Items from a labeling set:

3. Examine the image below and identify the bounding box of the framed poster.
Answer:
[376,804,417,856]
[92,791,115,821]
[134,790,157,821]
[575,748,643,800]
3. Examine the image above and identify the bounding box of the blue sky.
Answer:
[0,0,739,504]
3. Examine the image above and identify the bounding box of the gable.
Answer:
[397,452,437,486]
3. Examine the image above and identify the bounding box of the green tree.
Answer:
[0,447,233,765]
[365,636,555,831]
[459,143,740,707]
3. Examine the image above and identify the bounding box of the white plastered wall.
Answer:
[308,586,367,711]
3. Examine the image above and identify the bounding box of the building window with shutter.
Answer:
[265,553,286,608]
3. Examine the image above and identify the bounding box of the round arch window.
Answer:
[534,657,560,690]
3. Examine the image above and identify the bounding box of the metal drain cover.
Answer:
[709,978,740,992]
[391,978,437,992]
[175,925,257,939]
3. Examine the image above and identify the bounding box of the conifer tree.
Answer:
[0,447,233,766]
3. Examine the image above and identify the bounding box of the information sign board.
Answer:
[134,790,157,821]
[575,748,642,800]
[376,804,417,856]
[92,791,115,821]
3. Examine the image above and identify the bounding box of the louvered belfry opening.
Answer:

TASK INSTRUCTIONS: Output every line of the entries above as a Markdown table with the columns Row and Line. Number each row and leave out blank lines.

EXPECTED ANSWER:
| Row | Line |
|---|---|
| 1 | 3. Examine the image below and identify the bounding box of the framed poster. |
| 2 | Answer: |
| 3 | [376,804,417,856] |
| 4 | [92,791,115,821] |
| 5 | [134,790,157,821] |
| 6 | [575,748,643,800] |
| 7 | 3. Examine the image above and identify the bounding box of the blue sky. |
| 8 | Answer: |
| 9 | [0,0,739,504] |
| 10 | 3. Examine the image above and identify the bounding box of the gable. |
| 11 | Answer: |
| 12 | [397,452,437,486] |
| 13 | 3. Examine the image above and identify the bounding box of the green tree. |
| 14 | Answer: |
| 15 | [0,447,233,765] |
| 16 | [365,636,555,831] |
| 17 | [459,143,740,707] |
| 18 | 3. Examine the image above and identify the bounding box of the white plastered wall. |
| 19 | Answer: |
| 20 | [308,586,367,711] |
| 21 | 3. Examine the image above and identify the bounding box of the building window with shutter. |
| 22 | Answer: |
| 23 | [265,553,286,608] |
| 24 | 3. Examine the image above and identify the bounding box of the round arch window. |
| 25 | Answer: |
| 26 | [534,657,560,690] |
| 27 | 3. Examine the image above and identify the bounding box of the metal drain cover. |
| 28 | Answer: |
| 29 | [709,978,740,992] |
| 30 | [391,978,437,992] |
| 31 | [175,925,257,939] |
| 32 | 3. Examine the image above and identify the bounding box of the conifer tree. |
| 33 | Answer: |
| 34 | [0,447,233,766] |
| 35 | 3. Examine the image above and identify the bounding box of the information sign board. |
| 36 | Answer: |
| 37 | [134,790,157,821] |
| 38 | [575,748,642,800] |
| 39 | [376,804,417,856] |
| 40 | [92,791,115,821] |
| 41 | 3. Examine the image above and identify the bounding box of the louvered belfry opening. |
| 42 | Answer: |